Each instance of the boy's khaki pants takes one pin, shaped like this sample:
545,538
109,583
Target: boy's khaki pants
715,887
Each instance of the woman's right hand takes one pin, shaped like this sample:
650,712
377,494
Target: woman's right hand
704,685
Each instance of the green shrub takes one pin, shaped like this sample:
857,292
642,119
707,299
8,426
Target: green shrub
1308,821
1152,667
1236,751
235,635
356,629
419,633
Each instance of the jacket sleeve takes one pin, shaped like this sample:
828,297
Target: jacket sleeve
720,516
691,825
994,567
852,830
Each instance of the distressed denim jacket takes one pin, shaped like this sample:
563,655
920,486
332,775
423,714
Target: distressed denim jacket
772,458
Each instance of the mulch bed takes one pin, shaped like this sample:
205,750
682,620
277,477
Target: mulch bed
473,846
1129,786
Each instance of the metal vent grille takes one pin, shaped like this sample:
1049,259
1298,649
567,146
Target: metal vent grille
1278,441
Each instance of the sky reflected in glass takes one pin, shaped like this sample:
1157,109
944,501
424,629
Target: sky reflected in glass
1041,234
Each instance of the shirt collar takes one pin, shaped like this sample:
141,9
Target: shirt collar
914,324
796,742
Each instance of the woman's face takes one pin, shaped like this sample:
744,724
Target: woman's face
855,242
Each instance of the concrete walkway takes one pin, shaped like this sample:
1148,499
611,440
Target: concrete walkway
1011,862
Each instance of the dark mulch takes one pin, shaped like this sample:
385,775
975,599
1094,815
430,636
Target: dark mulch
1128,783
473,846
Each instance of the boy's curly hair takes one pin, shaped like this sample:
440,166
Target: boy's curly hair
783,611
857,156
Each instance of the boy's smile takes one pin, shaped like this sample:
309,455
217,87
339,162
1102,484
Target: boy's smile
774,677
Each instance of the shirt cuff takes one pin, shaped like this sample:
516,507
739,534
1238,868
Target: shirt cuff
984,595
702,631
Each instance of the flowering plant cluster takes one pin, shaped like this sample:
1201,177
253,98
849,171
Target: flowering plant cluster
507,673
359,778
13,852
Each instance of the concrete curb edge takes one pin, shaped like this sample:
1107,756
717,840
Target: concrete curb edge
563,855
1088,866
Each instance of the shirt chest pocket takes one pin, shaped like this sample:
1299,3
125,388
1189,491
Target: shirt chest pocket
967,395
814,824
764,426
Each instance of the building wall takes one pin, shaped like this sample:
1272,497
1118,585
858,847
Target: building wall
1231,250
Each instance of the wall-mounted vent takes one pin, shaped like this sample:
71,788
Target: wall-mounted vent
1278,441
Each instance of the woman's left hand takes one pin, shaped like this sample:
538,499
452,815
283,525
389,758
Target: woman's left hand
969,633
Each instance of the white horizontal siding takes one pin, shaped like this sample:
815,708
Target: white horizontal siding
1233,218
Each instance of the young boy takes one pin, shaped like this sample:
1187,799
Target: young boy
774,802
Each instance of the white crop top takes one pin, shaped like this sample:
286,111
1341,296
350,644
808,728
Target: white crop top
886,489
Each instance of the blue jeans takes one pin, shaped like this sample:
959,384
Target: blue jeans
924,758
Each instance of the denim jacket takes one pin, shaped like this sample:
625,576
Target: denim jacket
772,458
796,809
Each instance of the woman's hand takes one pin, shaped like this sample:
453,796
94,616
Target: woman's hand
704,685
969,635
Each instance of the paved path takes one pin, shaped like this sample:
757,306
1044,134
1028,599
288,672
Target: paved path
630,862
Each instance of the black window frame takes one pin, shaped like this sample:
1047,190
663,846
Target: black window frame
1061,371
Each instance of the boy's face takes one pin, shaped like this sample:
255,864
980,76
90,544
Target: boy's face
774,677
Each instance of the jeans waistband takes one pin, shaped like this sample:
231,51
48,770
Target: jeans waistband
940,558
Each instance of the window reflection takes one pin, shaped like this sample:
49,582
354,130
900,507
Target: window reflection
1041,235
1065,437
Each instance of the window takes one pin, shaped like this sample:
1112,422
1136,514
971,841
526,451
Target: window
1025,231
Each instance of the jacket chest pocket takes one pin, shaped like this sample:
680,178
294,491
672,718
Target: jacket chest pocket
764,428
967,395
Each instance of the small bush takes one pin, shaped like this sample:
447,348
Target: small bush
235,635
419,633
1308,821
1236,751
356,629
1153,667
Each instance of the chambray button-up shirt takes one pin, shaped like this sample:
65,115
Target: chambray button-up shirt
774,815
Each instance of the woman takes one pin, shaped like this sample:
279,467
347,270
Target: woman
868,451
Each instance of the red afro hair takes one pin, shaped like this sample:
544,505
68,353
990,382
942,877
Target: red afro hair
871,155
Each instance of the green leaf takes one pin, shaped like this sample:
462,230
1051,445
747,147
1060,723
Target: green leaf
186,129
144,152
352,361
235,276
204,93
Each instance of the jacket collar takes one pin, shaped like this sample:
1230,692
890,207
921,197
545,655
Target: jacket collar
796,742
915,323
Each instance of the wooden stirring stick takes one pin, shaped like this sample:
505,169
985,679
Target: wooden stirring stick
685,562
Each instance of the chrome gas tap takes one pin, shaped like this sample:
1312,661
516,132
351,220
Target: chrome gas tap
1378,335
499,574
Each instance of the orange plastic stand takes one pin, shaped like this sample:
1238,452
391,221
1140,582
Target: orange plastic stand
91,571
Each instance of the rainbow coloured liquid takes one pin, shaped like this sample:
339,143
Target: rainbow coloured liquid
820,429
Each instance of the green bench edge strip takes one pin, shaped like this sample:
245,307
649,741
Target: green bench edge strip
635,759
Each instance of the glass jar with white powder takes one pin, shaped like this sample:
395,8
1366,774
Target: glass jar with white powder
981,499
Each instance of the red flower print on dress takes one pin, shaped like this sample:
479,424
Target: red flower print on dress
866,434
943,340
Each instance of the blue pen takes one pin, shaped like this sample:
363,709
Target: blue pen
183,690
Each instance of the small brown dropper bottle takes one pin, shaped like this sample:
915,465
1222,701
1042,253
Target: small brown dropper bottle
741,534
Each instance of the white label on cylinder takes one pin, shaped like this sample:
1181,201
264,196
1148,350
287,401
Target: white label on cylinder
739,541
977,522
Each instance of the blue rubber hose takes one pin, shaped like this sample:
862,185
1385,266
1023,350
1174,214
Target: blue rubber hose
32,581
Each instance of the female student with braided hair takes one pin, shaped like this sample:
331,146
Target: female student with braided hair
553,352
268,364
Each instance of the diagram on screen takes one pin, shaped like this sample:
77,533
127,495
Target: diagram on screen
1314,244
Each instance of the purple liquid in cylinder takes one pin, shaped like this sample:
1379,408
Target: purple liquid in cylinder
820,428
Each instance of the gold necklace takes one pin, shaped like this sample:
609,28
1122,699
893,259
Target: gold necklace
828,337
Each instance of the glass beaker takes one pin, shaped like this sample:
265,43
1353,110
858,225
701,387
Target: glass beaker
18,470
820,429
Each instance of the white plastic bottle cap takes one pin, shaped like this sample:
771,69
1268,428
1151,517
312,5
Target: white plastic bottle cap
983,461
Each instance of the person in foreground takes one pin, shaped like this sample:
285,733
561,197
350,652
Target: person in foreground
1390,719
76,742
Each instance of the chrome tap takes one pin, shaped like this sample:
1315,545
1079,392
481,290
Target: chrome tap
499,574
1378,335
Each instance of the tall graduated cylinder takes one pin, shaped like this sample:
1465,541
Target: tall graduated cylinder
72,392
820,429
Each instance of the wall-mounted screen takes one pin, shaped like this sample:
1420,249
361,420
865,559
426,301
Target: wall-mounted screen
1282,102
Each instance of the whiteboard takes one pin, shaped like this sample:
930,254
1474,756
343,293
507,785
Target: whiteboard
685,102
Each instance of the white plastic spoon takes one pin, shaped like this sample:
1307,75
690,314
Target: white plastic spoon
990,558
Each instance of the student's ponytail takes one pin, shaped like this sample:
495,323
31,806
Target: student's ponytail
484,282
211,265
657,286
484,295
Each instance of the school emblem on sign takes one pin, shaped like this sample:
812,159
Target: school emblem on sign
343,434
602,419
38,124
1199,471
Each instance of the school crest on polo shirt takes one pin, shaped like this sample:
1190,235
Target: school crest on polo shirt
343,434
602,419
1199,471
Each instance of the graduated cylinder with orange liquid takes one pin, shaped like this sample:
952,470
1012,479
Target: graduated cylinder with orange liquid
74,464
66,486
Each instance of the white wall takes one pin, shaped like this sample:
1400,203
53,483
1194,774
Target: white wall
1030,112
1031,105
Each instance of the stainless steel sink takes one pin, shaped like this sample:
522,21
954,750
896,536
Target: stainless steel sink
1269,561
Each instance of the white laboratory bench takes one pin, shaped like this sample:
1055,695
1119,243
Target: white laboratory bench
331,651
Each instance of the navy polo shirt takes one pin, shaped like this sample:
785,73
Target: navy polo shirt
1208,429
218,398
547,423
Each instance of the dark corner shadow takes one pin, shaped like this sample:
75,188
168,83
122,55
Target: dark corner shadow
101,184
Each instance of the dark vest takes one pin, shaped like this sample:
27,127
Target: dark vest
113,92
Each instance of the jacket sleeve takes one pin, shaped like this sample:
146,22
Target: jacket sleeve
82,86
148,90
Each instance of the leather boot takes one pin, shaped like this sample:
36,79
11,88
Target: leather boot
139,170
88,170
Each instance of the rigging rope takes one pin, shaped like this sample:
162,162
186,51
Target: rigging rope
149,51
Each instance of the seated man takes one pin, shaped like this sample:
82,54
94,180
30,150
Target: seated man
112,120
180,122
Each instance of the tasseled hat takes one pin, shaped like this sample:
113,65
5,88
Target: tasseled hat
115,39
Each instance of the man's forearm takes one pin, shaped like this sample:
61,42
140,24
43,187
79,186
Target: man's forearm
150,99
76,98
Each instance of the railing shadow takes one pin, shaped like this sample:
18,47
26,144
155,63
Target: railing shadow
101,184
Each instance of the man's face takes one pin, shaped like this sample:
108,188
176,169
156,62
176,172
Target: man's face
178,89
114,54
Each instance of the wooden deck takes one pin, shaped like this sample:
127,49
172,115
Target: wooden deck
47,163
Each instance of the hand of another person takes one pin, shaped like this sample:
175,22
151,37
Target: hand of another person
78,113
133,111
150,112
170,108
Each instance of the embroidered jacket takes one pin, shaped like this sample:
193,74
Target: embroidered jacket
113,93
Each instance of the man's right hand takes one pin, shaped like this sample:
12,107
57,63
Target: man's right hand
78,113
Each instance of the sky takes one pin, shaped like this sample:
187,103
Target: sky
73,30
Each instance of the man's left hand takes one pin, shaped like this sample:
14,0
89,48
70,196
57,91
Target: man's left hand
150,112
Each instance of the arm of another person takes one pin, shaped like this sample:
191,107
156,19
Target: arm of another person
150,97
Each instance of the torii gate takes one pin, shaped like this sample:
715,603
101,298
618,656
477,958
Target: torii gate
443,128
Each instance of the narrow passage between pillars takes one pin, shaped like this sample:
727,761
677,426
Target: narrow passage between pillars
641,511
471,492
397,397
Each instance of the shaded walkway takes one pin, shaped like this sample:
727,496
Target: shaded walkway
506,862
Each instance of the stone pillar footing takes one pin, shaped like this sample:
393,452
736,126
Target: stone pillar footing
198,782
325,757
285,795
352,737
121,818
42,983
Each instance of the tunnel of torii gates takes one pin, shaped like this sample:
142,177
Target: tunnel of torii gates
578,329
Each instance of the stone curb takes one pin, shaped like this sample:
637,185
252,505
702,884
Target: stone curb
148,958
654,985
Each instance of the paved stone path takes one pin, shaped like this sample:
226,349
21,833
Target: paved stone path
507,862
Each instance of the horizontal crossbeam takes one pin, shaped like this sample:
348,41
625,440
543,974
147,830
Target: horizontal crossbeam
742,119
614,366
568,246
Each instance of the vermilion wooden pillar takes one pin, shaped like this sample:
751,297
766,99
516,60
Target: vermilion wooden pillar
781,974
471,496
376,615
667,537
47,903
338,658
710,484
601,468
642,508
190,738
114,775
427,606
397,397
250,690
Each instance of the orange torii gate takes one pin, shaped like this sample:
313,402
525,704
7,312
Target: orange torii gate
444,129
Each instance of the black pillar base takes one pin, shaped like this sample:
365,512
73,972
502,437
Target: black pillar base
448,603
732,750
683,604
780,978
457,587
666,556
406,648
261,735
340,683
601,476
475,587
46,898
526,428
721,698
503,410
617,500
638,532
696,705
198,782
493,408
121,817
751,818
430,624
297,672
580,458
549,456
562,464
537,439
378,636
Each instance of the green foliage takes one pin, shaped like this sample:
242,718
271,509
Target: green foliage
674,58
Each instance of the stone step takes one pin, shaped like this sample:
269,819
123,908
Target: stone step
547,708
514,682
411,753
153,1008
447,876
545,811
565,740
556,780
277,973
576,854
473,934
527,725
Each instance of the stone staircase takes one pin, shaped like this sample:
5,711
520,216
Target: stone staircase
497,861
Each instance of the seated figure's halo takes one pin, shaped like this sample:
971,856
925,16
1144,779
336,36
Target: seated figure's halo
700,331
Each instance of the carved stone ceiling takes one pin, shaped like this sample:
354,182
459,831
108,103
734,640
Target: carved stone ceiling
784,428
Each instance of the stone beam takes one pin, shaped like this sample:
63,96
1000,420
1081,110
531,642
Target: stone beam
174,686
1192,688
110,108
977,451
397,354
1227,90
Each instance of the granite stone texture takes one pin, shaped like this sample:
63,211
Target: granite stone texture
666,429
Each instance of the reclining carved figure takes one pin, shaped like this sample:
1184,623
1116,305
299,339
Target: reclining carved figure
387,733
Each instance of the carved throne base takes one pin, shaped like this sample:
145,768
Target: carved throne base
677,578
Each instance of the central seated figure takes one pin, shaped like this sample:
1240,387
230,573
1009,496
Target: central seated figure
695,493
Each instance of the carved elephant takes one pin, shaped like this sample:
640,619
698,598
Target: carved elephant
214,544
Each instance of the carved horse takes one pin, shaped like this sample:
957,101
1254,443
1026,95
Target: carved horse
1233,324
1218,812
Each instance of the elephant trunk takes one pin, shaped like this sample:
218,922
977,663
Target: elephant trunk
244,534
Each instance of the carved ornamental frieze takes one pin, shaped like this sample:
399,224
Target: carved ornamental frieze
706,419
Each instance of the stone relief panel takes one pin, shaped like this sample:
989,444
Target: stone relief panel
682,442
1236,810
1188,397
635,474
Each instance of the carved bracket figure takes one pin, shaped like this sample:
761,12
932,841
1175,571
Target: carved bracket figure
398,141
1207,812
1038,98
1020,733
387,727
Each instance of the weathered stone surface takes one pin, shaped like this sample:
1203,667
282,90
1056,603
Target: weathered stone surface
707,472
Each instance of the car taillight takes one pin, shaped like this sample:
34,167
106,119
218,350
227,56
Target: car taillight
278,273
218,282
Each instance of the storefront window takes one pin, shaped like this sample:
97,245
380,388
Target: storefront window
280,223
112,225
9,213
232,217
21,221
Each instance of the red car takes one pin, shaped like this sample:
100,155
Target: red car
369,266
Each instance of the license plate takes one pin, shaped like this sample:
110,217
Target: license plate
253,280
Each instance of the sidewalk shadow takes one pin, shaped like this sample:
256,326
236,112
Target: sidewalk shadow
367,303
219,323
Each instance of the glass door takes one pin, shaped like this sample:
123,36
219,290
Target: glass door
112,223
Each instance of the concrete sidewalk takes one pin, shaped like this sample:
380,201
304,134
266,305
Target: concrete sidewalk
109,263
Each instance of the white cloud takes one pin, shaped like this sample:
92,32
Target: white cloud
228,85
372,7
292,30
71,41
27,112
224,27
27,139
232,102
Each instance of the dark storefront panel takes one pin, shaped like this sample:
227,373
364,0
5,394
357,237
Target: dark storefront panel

..........

Copy out the data word for word, from the line containing "Each instance of the carved bracket" through the last line of the data, both ends included.

--- WORKED ANSWER ---
Each instance of the carved bracket figure takes one pin, shaped like this sample:
761,12
932,841
1175,571
Target: carved bracket figure
398,141
1207,812
1038,98
1020,733
387,727
Each instance of the weathered stone surface takes one pin, shaped like this sample:
1203,667
282,90
1056,603
Target: weathered stone surface
707,472
Each instance of the car taillight takes one pin, shaped like this sample:
34,167
106,119
218,350
227,56
Target: car taillight
278,273
218,282
Each instance of the storefront window takes one pin, shaped like this sample:
97,245
380,388
Target: storefront window
280,223
112,225
9,213
232,217
21,221
Each instance of the red car takes one pin, shaped like this sample:
100,155
Target: red car
369,266
Each instance of the license plate takes one pin, shaped like this sample:
110,217
Target: license plate
253,280
Each instance of the sidewalk shadow takes one pin, shaped like this sample:
256,326
236,112
Target: sidewalk shadow
367,303
219,323
Each instance of the glass door takes one pin, shaped like this sample:
123,36
219,290
Target: glass door
112,223
Each instance of the concrete sidewalk takes one pin, shaped like this sample:
380,201
304,134
266,305
Target: concrete sidewalk
109,263
Each instance of the white cloud takes one pin, shaped like this sample:
92,32
Target: white cloud
228,85
372,7
292,30
71,41
27,112
224,27
27,139
232,102
Each instance of the dark storefront panel takes one pin, shaped like this sample:
227,373
364,0
5,394
357,237
Target: dark storefront panel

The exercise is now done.